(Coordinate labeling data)
###
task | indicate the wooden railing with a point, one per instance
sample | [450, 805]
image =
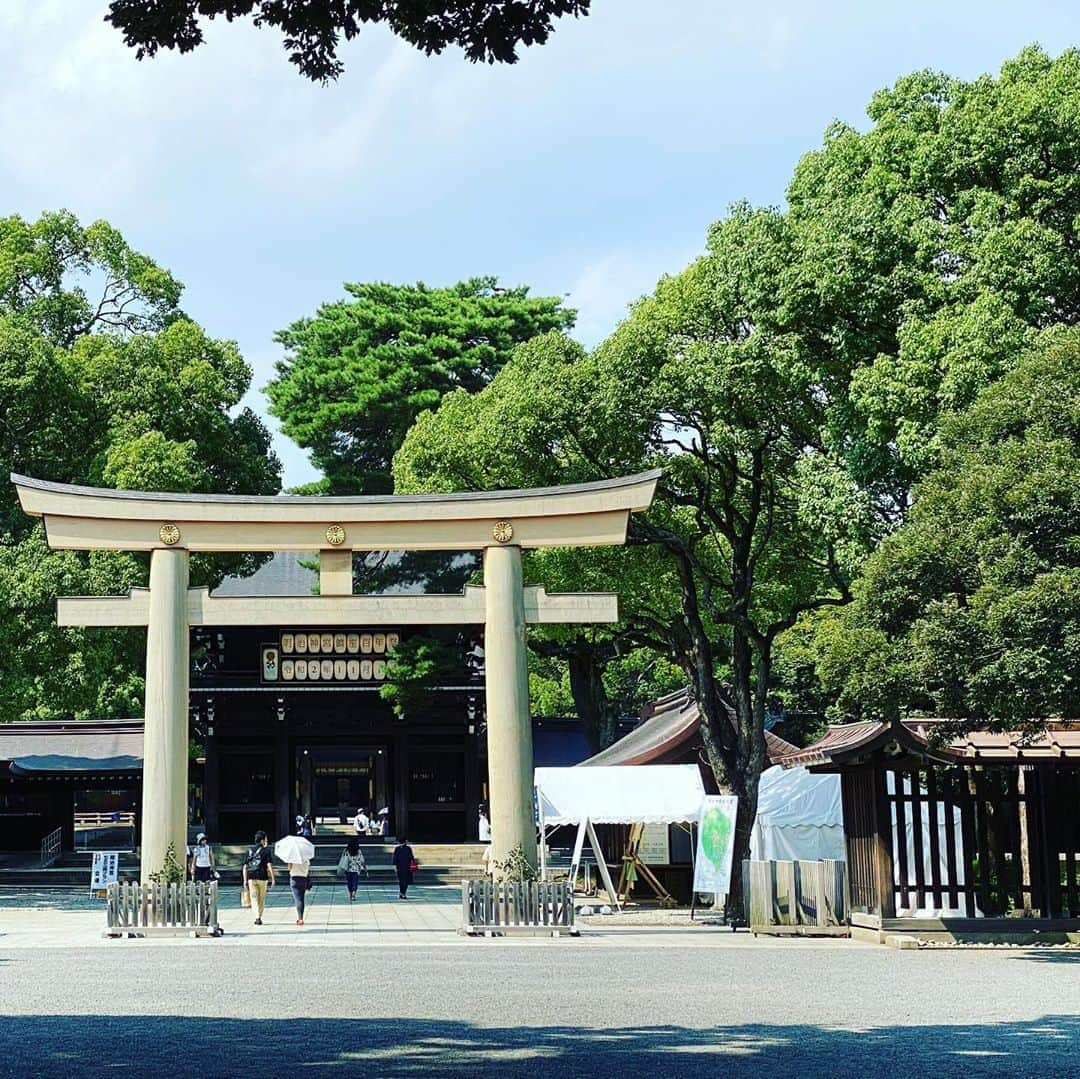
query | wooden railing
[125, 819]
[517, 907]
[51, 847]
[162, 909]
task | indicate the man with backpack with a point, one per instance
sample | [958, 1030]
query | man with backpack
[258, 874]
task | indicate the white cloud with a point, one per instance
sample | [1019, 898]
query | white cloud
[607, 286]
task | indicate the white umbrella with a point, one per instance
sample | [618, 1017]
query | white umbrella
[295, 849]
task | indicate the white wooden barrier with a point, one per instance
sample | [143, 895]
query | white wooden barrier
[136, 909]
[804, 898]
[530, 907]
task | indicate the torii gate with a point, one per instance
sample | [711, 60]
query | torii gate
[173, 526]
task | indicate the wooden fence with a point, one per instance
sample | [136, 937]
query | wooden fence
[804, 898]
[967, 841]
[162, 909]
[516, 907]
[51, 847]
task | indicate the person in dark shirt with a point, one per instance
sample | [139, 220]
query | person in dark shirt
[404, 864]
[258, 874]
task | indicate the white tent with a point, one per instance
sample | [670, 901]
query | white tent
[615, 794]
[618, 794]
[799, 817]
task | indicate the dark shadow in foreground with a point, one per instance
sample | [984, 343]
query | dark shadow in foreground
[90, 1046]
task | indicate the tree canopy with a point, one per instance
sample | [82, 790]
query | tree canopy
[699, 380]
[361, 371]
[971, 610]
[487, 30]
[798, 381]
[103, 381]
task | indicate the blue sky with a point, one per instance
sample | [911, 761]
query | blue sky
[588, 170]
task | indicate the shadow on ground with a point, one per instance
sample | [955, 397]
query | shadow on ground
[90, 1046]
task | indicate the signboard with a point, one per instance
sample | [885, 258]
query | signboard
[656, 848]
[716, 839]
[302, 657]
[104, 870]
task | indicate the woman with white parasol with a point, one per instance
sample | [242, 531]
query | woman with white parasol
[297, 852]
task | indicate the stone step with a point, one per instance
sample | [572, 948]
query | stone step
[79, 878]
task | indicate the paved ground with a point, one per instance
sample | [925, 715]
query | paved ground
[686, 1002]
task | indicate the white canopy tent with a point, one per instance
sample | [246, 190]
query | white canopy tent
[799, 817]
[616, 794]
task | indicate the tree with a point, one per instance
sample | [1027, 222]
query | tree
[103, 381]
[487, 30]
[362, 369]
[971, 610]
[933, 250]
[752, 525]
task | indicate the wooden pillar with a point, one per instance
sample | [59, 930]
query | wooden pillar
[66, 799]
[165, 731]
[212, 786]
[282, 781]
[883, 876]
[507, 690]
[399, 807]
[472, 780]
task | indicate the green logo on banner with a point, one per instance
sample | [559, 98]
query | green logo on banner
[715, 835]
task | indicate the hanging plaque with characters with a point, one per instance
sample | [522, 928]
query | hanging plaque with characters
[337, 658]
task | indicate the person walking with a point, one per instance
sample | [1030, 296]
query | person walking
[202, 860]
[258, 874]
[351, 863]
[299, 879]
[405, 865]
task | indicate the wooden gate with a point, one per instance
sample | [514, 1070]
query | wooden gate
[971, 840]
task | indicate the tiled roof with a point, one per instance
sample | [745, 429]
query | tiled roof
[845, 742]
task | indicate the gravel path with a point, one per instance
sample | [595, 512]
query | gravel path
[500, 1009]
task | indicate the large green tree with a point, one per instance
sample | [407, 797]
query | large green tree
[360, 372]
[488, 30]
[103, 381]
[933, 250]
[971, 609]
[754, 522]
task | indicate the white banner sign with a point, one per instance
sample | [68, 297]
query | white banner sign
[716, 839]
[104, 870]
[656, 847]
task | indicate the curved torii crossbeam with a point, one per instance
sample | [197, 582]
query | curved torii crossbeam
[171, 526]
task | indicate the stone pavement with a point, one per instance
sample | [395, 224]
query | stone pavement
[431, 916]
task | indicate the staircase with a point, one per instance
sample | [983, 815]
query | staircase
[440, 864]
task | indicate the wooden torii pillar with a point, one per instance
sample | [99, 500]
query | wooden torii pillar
###
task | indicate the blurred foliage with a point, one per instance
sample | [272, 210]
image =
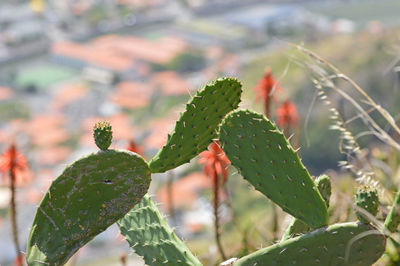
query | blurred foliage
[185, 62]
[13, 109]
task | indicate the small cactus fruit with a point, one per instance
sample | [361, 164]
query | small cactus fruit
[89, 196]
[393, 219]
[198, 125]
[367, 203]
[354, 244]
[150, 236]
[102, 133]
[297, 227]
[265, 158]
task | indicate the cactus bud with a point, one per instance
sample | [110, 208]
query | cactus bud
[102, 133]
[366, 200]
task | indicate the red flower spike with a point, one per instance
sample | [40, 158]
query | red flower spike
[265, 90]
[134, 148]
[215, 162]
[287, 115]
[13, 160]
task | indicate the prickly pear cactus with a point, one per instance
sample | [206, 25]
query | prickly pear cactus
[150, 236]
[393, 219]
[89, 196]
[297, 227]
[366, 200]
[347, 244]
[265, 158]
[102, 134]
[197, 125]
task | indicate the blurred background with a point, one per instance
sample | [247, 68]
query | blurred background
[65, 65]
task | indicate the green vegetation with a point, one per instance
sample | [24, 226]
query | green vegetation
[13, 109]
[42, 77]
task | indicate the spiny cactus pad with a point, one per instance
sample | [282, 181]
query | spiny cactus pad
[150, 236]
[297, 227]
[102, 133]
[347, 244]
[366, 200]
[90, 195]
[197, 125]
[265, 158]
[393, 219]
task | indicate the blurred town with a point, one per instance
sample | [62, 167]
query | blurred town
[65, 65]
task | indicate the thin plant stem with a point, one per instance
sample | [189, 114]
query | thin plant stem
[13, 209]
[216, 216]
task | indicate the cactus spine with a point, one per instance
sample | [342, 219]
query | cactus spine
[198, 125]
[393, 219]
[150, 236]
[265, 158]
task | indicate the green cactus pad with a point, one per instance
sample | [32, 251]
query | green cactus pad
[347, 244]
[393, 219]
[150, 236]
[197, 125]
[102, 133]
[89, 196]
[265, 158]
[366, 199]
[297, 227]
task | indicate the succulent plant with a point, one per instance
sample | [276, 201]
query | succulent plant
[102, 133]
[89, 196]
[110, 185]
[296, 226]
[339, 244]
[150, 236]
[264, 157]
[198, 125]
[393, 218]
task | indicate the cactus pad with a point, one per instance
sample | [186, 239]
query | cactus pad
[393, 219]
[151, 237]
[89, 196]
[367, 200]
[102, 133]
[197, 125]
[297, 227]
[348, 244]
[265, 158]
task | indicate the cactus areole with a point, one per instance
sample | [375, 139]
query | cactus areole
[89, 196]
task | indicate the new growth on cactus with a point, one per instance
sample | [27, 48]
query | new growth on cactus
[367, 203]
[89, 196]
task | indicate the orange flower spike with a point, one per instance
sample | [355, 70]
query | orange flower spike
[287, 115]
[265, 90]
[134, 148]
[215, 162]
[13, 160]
###
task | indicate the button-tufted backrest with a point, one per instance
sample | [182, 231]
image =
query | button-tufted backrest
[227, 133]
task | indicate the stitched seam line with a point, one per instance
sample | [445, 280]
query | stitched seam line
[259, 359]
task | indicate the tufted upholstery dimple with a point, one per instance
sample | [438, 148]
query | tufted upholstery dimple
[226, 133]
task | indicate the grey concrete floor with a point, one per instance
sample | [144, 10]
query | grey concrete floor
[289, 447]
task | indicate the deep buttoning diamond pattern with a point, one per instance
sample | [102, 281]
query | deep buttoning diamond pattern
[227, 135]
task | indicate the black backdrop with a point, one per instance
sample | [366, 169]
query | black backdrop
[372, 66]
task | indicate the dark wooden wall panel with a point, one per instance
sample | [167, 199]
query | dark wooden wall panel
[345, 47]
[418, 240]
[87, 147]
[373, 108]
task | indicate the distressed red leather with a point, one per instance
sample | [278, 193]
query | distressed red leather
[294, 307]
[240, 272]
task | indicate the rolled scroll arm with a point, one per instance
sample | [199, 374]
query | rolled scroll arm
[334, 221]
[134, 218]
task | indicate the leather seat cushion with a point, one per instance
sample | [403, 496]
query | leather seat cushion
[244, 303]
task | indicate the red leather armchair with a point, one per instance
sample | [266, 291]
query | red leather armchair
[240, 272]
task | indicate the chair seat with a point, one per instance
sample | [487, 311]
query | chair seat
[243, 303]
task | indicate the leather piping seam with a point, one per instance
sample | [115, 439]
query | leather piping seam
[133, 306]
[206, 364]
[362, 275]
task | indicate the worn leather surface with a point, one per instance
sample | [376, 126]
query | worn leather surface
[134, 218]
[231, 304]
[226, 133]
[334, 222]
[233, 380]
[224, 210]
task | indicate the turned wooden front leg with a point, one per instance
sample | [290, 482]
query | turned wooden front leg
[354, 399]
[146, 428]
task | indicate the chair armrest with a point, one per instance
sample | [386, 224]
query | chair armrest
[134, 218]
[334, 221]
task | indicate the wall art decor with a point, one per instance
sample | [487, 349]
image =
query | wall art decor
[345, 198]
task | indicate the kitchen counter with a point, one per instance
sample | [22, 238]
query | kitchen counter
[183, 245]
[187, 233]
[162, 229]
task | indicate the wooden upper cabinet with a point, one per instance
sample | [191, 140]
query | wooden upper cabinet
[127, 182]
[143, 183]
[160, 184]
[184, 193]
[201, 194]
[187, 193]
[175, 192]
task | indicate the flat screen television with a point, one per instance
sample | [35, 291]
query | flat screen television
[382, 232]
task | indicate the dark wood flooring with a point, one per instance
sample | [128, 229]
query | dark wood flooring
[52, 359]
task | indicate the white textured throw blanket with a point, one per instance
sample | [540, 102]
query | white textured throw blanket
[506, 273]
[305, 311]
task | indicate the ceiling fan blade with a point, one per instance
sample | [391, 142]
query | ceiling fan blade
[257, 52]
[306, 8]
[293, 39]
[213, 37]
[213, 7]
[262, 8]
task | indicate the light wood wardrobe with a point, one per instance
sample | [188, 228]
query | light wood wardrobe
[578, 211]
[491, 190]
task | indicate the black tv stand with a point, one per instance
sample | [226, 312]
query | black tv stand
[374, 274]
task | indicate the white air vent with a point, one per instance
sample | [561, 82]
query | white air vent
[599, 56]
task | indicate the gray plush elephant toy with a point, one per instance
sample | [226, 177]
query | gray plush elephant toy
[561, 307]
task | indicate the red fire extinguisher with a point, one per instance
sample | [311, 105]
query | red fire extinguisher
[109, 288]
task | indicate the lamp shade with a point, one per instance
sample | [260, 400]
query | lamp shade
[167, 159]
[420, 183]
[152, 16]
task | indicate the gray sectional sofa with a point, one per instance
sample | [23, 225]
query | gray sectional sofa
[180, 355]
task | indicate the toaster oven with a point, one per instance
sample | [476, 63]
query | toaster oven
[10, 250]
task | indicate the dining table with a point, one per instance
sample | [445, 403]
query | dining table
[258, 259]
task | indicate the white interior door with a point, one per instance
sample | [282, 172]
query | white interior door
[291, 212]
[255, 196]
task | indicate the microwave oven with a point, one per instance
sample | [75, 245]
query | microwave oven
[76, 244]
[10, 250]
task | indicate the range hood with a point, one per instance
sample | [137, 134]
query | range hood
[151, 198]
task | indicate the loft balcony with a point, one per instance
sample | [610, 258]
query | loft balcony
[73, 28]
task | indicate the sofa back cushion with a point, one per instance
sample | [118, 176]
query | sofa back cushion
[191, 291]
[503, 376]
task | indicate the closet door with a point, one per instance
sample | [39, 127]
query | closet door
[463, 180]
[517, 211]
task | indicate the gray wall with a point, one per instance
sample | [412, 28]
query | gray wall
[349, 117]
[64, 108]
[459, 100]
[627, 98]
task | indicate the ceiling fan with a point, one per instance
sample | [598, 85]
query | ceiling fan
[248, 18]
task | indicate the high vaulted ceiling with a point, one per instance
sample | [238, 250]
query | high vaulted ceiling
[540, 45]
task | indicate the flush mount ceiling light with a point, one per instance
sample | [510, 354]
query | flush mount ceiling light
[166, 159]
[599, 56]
###
__EXERCISE__: Show each line of the listing that has the word "textured" in it.

__THE RESULT__:
task | indicate the white textured throw blanket with a point, one per instance
query | white textured throw blanket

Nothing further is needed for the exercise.